Coordinate annotation entries
------------------------------------

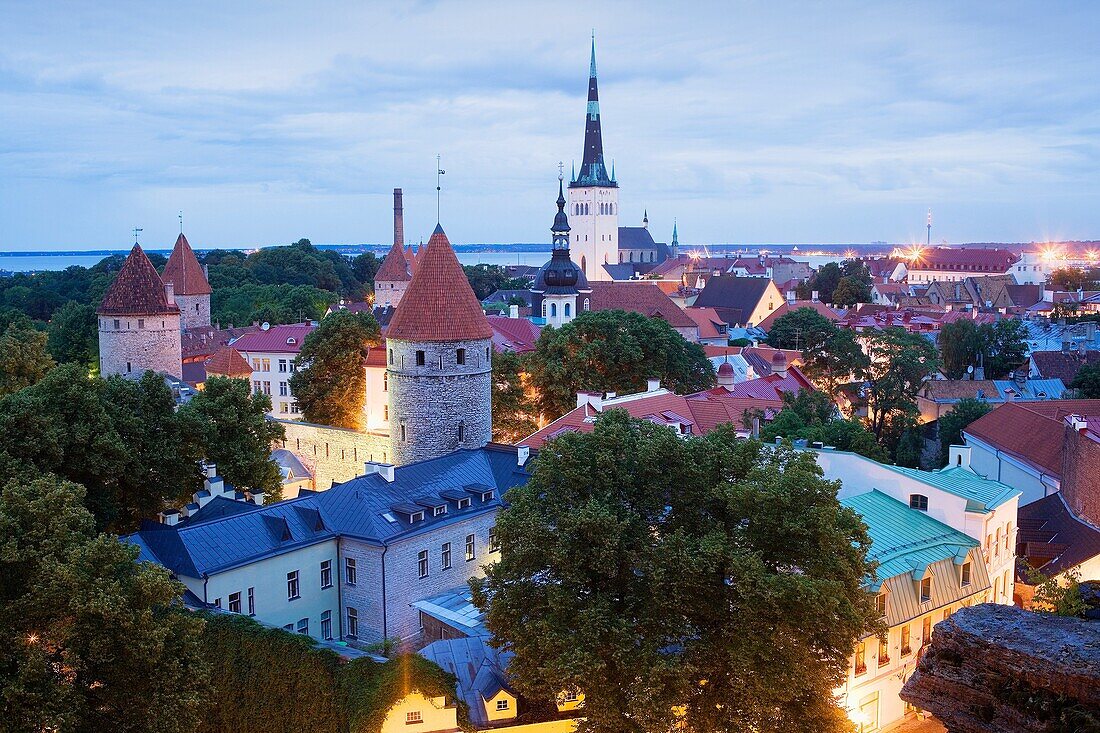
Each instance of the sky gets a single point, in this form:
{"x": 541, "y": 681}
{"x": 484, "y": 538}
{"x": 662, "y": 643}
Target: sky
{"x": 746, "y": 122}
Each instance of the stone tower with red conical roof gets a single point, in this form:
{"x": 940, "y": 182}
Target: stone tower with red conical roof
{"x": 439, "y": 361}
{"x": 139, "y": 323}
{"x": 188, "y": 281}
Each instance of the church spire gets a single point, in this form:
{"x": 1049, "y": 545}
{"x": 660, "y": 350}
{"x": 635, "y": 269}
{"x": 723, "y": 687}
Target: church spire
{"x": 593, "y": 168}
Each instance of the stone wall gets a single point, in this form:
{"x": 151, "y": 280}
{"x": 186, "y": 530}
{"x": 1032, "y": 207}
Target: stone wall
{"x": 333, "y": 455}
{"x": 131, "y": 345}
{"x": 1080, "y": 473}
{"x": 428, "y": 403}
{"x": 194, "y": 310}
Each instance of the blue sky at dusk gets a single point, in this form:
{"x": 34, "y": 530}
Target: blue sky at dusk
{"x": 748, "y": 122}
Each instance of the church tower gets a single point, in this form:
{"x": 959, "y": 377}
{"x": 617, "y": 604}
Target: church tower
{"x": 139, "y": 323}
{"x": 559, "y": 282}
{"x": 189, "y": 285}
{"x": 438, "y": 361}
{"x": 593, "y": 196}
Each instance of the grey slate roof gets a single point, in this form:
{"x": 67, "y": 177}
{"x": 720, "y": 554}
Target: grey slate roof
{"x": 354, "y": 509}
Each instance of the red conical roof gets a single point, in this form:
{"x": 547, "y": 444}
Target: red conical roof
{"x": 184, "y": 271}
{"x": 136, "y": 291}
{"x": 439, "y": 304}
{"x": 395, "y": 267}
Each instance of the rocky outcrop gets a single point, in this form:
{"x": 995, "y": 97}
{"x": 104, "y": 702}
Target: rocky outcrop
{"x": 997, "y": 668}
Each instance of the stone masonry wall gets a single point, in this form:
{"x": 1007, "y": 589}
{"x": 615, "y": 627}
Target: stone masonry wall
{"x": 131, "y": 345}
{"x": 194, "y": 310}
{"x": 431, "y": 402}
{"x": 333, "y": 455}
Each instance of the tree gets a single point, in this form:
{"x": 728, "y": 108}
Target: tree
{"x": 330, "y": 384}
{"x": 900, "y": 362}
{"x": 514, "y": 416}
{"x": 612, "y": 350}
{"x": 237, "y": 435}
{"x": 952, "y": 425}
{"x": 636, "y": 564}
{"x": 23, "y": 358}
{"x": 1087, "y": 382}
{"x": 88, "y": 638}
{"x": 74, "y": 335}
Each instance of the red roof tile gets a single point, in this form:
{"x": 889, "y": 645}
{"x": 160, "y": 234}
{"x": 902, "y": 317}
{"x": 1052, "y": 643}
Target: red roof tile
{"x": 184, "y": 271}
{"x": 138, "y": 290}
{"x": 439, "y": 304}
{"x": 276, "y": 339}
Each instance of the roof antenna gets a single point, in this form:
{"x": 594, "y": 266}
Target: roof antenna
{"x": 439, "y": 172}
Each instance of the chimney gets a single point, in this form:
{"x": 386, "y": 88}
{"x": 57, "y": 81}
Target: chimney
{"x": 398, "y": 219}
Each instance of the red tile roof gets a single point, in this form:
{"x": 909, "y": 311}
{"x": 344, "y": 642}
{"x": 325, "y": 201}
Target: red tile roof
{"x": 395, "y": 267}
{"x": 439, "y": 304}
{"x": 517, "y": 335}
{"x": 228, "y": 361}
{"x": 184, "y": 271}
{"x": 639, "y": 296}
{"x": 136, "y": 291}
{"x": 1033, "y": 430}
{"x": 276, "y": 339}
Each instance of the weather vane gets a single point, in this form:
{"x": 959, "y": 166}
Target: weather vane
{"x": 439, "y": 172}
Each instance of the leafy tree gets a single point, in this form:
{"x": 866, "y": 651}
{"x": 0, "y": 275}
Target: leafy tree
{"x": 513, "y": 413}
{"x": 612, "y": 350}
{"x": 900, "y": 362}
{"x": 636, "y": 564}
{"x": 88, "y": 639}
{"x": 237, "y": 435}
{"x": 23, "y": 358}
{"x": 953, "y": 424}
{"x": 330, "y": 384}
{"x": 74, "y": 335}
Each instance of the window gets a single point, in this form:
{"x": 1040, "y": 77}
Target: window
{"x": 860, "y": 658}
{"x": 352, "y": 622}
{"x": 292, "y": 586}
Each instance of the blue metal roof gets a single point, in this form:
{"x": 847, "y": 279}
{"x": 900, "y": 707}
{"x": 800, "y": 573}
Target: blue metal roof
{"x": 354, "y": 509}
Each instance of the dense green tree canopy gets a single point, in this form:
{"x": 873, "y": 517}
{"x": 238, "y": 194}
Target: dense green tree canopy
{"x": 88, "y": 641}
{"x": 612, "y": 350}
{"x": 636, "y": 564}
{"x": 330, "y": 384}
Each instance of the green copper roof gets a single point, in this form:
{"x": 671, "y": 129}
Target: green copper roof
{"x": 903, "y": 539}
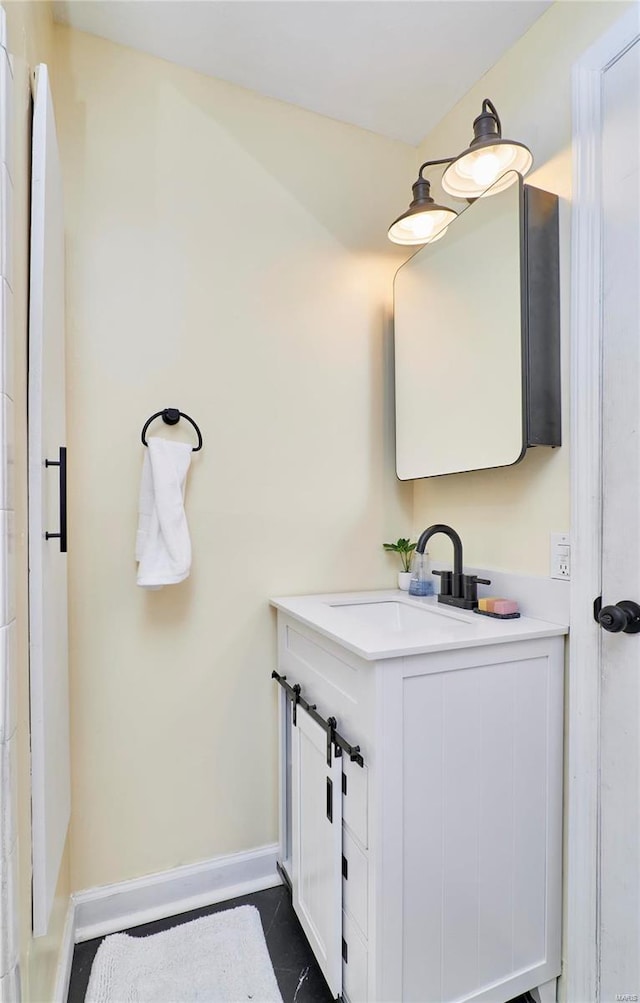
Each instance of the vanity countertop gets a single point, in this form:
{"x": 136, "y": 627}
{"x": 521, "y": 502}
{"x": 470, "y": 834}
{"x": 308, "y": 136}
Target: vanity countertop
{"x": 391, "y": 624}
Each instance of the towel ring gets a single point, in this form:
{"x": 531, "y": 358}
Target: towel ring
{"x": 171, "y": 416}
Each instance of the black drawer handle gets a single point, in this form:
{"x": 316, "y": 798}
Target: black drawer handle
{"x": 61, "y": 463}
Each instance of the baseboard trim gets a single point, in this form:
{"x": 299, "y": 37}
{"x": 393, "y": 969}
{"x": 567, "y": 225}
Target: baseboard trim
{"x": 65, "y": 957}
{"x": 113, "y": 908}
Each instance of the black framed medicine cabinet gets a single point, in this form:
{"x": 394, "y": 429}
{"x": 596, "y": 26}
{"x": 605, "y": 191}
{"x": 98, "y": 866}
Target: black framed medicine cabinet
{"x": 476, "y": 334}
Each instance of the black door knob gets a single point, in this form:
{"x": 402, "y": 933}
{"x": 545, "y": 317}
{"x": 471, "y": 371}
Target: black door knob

------------------------------------

# Exercise prompt:
Format every line of the listing above as a JSON list of strings, one string per line, with blank lines skipped. Leave the pictures out.

# Result for this task:
[
  "Each instance of the sky gets a single point, in this form:",
  "{\"x\": 541, \"y\": 681}",
  "{\"x\": 484, \"y\": 538}",
  "{\"x\": 662, \"y\": 643}",
  "Target: sky",
  "{\"x\": 746, \"y\": 122}",
  "Each instance of the stone tower with red conical roof gets a single point, in this form:",
  "{\"x\": 940, \"y\": 182}",
  "Target: stone tower with red conical roof",
  "{\"x\": 439, \"y\": 361}",
  "{\"x\": 139, \"y\": 323}",
  "{\"x\": 188, \"y\": 281}",
  "Each instance of the church spire gets a single point, in this form:",
  "{\"x\": 1049, \"y\": 545}",
  "{\"x\": 660, \"y\": 350}",
  "{\"x\": 635, \"y\": 269}",
  "{\"x\": 723, \"y\": 687}",
  "Target: church spire",
  "{\"x\": 593, \"y\": 168}",
  "Each instance of the stone wall gets a single point, in this form:",
  "{\"x\": 151, \"y\": 280}",
  "{\"x\": 186, \"y\": 530}",
  "{\"x\": 1032, \"y\": 207}",
  "Target: stone wall",
  "{\"x\": 333, \"y\": 455}",
  "{\"x\": 131, \"y\": 345}",
  "{\"x\": 1080, \"y\": 473}",
  "{\"x\": 428, \"y\": 403}",
  "{\"x\": 194, \"y\": 310}",
  "Each instance of the blue sky at dusk gets a single point, in this form:",
  "{\"x\": 34, \"y\": 530}",
  "Target: blue sky at dusk",
  "{\"x\": 748, \"y\": 122}",
  "Each instance of the church tower gets a single point, in this form:",
  "{\"x\": 959, \"y\": 377}",
  "{\"x\": 617, \"y\": 604}",
  "Target: church tower",
  "{\"x\": 139, \"y\": 323}",
  "{\"x\": 559, \"y\": 282}",
  "{\"x\": 189, \"y\": 285}",
  "{\"x\": 438, \"y\": 361}",
  "{\"x\": 593, \"y\": 196}",
  "Each instance of the grey slate roof gets a single point, in this form:",
  "{\"x\": 67, \"y\": 177}",
  "{\"x\": 720, \"y\": 554}",
  "Target: grey slate roof",
  "{\"x\": 354, \"y\": 509}",
  "Each instance of the red conical roof gets a single point, in this form:",
  "{\"x\": 547, \"y\": 444}",
  "Target: red conical roof",
  "{\"x\": 184, \"y\": 271}",
  "{\"x\": 136, \"y\": 291}",
  "{\"x\": 439, \"y\": 304}",
  "{\"x\": 395, \"y\": 267}",
  "Each instance of the rocky outcrop gets a single point, in this form:",
  "{\"x\": 995, \"y\": 97}",
  "{\"x\": 104, \"y\": 702}",
  "Target: rocky outcrop",
  "{\"x\": 997, \"y\": 668}",
  "Each instance of the stone masonry wall gets a single point, in this form:",
  "{\"x\": 1007, \"y\": 589}",
  "{\"x\": 615, \"y\": 627}",
  "Target: stone masonry wall",
  "{\"x\": 131, \"y\": 345}",
  "{\"x\": 194, \"y\": 310}",
  "{\"x\": 431, \"y\": 402}",
  "{\"x\": 333, \"y\": 455}",
  "Each instance of the tree gets a single point, in this form:",
  "{\"x\": 728, \"y\": 108}",
  "Target: tree",
  "{\"x\": 330, \"y\": 384}",
  "{\"x\": 900, \"y\": 362}",
  "{\"x\": 514, \"y\": 416}",
  "{\"x\": 612, \"y\": 350}",
  "{\"x\": 237, \"y\": 435}",
  "{\"x\": 952, \"y\": 425}",
  "{\"x\": 636, \"y\": 564}",
  "{\"x\": 23, \"y\": 358}",
  "{\"x\": 1087, \"y\": 382}",
  "{\"x\": 88, \"y\": 638}",
  "{\"x\": 74, \"y\": 335}",
  "Each instance of the red roof tile gets a single point, in this form:",
  "{\"x\": 889, \"y\": 645}",
  "{\"x\": 160, \"y\": 234}",
  "{\"x\": 902, \"y\": 317}",
  "{\"x\": 1052, \"y\": 643}",
  "Target: red roof tile",
  "{\"x\": 184, \"y\": 271}",
  "{\"x\": 138, \"y\": 290}",
  "{\"x\": 439, \"y\": 304}",
  "{\"x\": 276, \"y\": 339}",
  "Each instance of the roof antenna gets a single point, in this form:",
  "{\"x\": 594, \"y\": 266}",
  "Target: roof antenna",
  "{\"x\": 439, \"y\": 172}",
  "Each instance of the chimney gets a single point, in this form:",
  "{\"x\": 386, \"y\": 88}",
  "{\"x\": 57, \"y\": 81}",
  "Target: chimney",
  "{\"x\": 398, \"y\": 219}",
  "Each instance of the red tile roof gets a single point, in this form:",
  "{\"x\": 909, \"y\": 311}",
  "{\"x\": 344, \"y\": 642}",
  "{\"x\": 325, \"y\": 201}",
  "Target: red tile roof",
  "{\"x\": 395, \"y\": 267}",
  "{\"x\": 439, \"y\": 304}",
  "{\"x\": 517, \"y\": 335}",
  "{\"x\": 228, \"y\": 361}",
  "{\"x\": 184, \"y\": 271}",
  "{\"x\": 639, \"y\": 296}",
  "{\"x\": 136, \"y\": 291}",
  "{\"x\": 1033, \"y\": 430}",
  "{\"x\": 276, \"y\": 339}",
  "Each instance of the weather vane gets a single point, in this form:",
  "{\"x\": 959, \"y\": 166}",
  "Target: weather vane",
  "{\"x\": 439, \"y\": 172}",
  "Each instance of the leafy tree gets a single point, in this form:",
  "{\"x\": 866, \"y\": 651}",
  "{\"x\": 0, \"y\": 275}",
  "Target: leafy tree",
  "{\"x\": 513, \"y\": 413}",
  "{\"x\": 612, \"y\": 350}",
  "{\"x\": 900, \"y\": 362}",
  "{\"x\": 636, \"y\": 564}",
  "{\"x\": 88, \"y\": 639}",
  "{\"x\": 237, \"y\": 435}",
  "{\"x\": 23, \"y\": 358}",
  "{\"x\": 953, \"y\": 424}",
  "{\"x\": 330, \"y\": 384}",
  "{\"x\": 74, \"y\": 335}",
  "Each instance of the window gets a single point, in this form:",
  "{\"x\": 1040, \"y\": 77}",
  "Target: window",
  "{\"x\": 860, \"y\": 658}",
  "{\"x\": 352, \"y\": 622}",
  "{\"x\": 292, \"y\": 586}",
  "Each instance of the blue metal roof gets a single point, in this form:",
  "{\"x\": 847, \"y\": 279}",
  "{\"x\": 900, \"y\": 707}",
  "{\"x\": 800, \"y\": 573}",
  "Target: blue metal roof",
  "{\"x\": 354, \"y\": 509}",
  "Each instance of the dense green tree canopy gets a single point, in this form:",
  "{\"x\": 873, \"y\": 517}",
  "{\"x\": 238, \"y\": 194}",
  "Target: dense green tree canopy",
  "{\"x\": 88, \"y\": 641}",
  "{\"x\": 612, \"y\": 350}",
  "{\"x\": 636, \"y\": 564}",
  "{\"x\": 330, \"y\": 384}",
  "Each instance of the green copper roof gets a single point, in this form:",
  "{\"x\": 671, \"y\": 129}",
  "Target: green copper roof",
  "{\"x\": 903, \"y\": 539}",
  "Each instance of the vanity countertop gets a single point, in this form:",
  "{\"x\": 136, \"y\": 627}",
  "{\"x\": 521, \"y\": 502}",
  "{\"x\": 470, \"y\": 834}",
  "{\"x\": 308, \"y\": 136}",
  "Target: vanity countertop",
  "{\"x\": 391, \"y\": 624}",
  "Each instance of the towel ring gets a single point, in this form:",
  "{\"x\": 531, \"y\": 358}",
  "Target: towel ring",
  "{\"x\": 171, \"y\": 416}",
  "Each instance of the black drawer handle gets a single point, in this form:",
  "{\"x\": 316, \"y\": 798}",
  "Target: black drawer handle",
  "{\"x\": 61, \"y\": 463}",
  "Each instance of the baseboard trim gets a single point, in this form:",
  "{\"x\": 299, \"y\": 37}",
  "{\"x\": 393, \"y\": 969}",
  "{\"x\": 567, \"y\": 225}",
  "Target: baseboard trim",
  "{\"x\": 65, \"y\": 957}",
  "{\"x\": 113, \"y\": 908}",
  "Each instance of the black framed medicine cabinet gets a single point, in this form:",
  "{\"x\": 394, \"y\": 429}",
  "{\"x\": 596, \"y\": 26}",
  "{\"x\": 605, \"y\": 191}",
  "{\"x\": 98, \"y\": 866}",
  "Target: black framed medicine cabinet",
  "{\"x\": 476, \"y\": 334}",
  "Each instance of the black door knob gets a single point, in this form:",
  "{\"x\": 402, \"y\": 933}",
  "{\"x\": 545, \"y\": 317}",
  "{\"x\": 471, \"y\": 371}",
  "Target: black door knob"
]